(Labeled area outline items)
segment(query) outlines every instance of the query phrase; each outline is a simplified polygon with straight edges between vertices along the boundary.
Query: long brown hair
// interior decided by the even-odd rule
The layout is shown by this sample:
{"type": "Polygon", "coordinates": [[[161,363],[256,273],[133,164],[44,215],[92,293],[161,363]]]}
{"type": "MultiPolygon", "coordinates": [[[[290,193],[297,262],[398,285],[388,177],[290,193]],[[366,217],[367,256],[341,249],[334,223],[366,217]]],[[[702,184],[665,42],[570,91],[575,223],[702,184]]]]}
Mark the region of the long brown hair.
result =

* * *

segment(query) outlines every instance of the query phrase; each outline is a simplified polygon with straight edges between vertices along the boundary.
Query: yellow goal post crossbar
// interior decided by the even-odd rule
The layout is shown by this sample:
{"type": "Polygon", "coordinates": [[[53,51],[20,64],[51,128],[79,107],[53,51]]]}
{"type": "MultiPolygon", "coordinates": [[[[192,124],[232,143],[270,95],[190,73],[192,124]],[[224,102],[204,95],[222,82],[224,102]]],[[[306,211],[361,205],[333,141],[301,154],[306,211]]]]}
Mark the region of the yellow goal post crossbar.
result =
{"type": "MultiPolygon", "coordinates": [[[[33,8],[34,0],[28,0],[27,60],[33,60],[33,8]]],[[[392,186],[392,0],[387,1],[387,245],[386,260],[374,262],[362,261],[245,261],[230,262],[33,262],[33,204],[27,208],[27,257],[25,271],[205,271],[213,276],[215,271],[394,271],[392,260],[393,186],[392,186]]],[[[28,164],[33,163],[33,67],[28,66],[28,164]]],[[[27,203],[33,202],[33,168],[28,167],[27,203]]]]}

The problem: List every line above that contains the word "hair".

Final answer:
Query: long brown hair
Mark the region of the long brown hair.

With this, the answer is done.